▶ [EXERCISE AIM]:
Please copy, exactly as they appear below, the lines from the one containing "Target: green foliage" through the one containing "Target: woven rattan panel".

RECORDED DATA Start Marker

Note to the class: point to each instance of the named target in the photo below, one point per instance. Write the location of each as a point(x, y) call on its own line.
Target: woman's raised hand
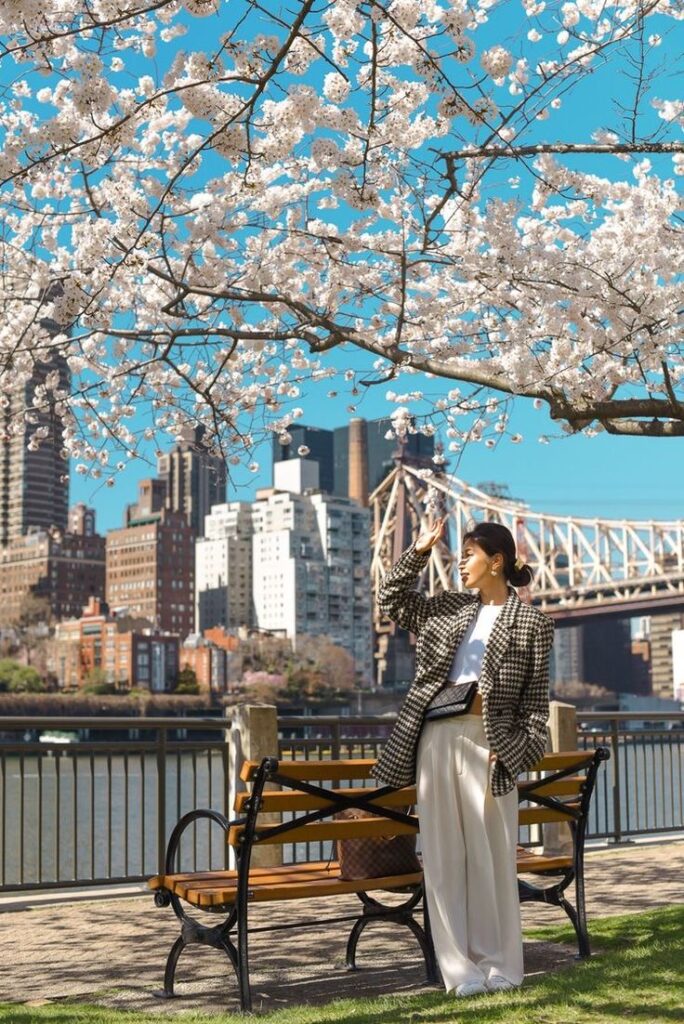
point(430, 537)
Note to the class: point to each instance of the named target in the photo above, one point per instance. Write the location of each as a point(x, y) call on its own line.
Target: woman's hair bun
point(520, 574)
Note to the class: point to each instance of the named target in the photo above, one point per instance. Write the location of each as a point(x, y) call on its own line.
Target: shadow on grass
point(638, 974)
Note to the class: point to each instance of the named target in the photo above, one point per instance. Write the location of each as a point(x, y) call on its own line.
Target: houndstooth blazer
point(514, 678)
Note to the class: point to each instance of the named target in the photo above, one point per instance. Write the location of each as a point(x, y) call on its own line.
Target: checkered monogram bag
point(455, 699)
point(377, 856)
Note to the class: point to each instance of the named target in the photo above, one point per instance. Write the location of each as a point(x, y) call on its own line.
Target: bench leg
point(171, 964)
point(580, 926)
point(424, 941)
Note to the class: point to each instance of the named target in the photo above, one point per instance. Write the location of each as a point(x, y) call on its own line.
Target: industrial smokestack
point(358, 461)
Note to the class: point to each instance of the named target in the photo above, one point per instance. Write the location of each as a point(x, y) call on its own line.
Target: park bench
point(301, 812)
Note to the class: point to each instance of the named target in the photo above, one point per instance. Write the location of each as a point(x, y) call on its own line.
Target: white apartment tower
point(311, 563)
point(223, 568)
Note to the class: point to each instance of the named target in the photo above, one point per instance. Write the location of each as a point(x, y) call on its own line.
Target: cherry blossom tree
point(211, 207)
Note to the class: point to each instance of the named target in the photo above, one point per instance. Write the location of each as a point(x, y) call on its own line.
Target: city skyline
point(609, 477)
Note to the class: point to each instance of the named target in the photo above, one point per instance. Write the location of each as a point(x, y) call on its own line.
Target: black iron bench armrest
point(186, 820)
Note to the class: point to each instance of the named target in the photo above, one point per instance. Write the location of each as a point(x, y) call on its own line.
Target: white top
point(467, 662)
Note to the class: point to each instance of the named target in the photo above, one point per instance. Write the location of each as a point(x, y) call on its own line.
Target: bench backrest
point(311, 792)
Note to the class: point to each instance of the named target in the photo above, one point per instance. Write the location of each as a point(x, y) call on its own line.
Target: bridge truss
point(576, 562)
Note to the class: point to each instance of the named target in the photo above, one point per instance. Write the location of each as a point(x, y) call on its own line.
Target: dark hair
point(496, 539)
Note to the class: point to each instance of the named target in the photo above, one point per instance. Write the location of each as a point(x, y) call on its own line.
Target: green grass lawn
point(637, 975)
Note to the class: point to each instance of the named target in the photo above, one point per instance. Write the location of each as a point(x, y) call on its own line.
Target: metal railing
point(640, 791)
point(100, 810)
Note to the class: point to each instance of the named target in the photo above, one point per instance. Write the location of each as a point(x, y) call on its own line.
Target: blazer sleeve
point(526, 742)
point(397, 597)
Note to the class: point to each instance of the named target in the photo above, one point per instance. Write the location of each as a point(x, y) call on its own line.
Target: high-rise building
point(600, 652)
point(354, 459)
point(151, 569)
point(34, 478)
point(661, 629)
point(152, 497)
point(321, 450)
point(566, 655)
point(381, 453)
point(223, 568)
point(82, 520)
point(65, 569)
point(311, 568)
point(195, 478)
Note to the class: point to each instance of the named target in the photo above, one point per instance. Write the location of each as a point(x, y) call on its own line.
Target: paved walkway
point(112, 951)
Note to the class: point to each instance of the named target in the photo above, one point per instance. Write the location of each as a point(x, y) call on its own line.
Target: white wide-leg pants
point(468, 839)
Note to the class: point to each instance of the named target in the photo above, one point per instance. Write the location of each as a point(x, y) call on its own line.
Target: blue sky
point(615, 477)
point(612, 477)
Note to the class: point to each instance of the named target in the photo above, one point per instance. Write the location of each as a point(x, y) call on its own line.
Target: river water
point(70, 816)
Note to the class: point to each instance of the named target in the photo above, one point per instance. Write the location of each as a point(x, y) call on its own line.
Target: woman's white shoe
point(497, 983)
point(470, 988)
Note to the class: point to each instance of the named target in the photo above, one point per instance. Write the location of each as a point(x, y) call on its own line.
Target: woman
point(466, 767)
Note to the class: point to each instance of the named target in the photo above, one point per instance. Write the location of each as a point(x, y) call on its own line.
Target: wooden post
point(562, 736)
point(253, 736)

RECORDED DATA End Marker
RECORDED DATA Start Marker

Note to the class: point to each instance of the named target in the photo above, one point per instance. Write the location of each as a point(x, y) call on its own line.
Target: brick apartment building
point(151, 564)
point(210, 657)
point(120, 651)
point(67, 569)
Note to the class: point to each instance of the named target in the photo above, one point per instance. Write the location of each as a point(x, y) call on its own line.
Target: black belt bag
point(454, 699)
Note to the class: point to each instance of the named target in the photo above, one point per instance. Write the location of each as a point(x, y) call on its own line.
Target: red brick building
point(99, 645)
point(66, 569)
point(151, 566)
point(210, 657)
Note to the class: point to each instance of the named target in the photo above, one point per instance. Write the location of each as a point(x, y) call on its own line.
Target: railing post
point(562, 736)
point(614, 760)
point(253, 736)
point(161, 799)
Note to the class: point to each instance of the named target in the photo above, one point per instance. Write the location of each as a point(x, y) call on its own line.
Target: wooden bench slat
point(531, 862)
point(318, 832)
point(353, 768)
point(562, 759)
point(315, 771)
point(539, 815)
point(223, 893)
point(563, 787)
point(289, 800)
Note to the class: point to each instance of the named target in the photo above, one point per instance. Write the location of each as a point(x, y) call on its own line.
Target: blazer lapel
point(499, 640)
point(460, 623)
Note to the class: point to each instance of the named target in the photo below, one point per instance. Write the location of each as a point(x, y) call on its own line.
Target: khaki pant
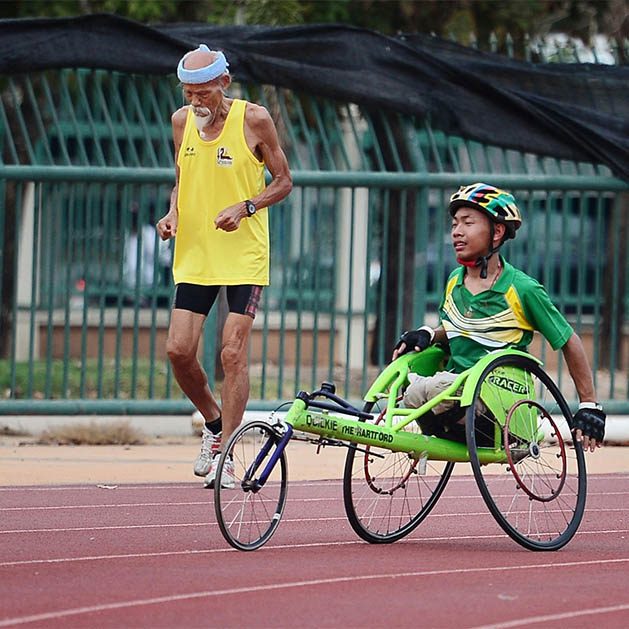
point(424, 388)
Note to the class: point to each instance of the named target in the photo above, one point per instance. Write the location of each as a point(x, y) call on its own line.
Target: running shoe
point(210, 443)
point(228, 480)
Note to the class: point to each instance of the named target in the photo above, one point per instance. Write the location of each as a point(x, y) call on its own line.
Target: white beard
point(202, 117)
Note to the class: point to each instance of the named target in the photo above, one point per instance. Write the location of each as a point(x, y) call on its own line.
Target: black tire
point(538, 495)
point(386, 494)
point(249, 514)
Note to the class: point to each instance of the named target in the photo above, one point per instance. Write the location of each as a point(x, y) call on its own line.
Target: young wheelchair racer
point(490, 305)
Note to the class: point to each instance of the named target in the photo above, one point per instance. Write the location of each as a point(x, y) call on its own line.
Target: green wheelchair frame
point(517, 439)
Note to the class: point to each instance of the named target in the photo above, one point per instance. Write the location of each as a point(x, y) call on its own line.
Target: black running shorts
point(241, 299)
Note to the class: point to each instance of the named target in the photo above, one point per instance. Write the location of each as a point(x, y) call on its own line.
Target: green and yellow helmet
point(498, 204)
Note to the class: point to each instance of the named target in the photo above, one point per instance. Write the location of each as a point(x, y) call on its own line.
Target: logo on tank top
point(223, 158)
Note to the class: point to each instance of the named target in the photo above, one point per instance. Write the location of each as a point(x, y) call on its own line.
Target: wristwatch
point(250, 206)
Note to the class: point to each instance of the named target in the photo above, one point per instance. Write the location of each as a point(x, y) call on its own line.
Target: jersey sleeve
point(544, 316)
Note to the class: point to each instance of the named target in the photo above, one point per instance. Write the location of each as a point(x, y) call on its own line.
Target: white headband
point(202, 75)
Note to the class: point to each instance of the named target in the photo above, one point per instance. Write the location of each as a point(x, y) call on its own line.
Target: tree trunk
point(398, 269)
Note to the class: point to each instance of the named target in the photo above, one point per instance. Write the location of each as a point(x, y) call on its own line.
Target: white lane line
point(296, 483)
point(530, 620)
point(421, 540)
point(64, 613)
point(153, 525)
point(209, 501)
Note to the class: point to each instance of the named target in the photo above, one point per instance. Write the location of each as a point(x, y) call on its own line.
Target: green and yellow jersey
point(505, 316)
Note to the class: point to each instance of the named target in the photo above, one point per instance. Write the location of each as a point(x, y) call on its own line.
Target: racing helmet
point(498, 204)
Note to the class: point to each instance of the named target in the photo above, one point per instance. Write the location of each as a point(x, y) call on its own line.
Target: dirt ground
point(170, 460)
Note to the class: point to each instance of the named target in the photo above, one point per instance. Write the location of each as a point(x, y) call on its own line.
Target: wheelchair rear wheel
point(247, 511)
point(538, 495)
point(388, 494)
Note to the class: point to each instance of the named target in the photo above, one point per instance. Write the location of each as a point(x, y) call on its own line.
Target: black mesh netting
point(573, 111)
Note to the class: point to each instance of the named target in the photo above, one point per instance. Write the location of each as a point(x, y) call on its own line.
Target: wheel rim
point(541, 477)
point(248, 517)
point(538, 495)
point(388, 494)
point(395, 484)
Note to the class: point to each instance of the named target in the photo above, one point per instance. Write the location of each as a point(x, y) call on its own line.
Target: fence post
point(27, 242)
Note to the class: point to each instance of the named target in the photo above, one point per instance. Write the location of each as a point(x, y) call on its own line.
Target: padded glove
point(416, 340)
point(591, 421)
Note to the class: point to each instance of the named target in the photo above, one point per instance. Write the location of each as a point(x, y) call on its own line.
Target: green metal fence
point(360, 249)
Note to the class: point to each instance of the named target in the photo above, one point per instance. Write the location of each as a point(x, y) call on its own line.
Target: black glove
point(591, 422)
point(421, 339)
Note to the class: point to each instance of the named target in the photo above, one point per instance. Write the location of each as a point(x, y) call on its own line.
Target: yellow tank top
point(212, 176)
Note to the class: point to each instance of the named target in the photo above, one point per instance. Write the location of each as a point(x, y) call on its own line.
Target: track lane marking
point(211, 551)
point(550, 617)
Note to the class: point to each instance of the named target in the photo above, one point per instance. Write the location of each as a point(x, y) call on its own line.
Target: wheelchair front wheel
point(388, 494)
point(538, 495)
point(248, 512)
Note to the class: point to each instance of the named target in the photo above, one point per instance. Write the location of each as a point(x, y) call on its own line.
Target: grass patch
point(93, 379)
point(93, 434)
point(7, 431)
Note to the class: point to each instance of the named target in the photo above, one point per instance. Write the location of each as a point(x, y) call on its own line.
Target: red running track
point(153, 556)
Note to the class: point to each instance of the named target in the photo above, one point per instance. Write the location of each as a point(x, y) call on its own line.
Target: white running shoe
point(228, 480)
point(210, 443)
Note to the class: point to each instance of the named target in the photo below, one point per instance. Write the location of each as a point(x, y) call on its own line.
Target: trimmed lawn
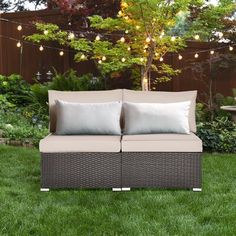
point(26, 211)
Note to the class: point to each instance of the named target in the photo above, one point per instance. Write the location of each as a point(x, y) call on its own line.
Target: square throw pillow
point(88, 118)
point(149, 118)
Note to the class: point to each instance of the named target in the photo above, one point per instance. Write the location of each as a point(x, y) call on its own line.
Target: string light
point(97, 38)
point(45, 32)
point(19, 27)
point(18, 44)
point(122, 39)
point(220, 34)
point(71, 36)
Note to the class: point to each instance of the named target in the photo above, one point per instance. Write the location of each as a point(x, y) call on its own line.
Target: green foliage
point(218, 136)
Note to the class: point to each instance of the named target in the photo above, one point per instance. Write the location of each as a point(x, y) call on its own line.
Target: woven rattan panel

RECORDED DATA End Marker
RECORDED DATA Start Marker

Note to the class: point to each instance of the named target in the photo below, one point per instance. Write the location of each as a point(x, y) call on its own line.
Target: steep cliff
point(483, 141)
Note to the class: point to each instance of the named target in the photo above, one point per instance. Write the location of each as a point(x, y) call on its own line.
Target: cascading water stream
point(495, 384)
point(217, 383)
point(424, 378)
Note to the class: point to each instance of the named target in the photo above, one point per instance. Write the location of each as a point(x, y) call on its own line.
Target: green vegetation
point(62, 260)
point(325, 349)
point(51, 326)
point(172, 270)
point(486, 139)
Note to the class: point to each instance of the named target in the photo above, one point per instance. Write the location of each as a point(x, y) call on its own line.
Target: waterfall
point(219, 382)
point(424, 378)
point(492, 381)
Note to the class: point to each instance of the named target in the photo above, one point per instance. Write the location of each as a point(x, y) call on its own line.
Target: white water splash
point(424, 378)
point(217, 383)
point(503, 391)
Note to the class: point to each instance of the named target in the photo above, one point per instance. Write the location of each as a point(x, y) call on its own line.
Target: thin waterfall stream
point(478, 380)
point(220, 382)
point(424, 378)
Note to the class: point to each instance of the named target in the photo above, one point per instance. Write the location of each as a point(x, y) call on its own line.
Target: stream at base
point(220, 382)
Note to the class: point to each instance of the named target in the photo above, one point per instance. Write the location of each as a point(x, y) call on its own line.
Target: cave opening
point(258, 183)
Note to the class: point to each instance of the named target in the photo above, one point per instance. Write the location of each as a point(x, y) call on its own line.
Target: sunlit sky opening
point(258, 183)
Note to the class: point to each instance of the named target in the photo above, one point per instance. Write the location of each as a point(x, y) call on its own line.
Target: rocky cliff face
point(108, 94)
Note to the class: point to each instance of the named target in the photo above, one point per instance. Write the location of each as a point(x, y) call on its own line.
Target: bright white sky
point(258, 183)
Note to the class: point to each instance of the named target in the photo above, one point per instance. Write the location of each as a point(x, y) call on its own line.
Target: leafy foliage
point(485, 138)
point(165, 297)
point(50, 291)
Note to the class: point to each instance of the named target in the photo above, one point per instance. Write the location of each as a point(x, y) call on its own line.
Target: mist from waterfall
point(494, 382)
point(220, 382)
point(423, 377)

RECORDED DATA End Marker

▶ [SOLUTION TO THIS TASK]:
Target: green foliage
point(218, 136)
Note to the class: point to each instance of the named target in the photo above, one point per instance. Write the location of each as a point(x, y) call on its own line.
Target: woven rattan panel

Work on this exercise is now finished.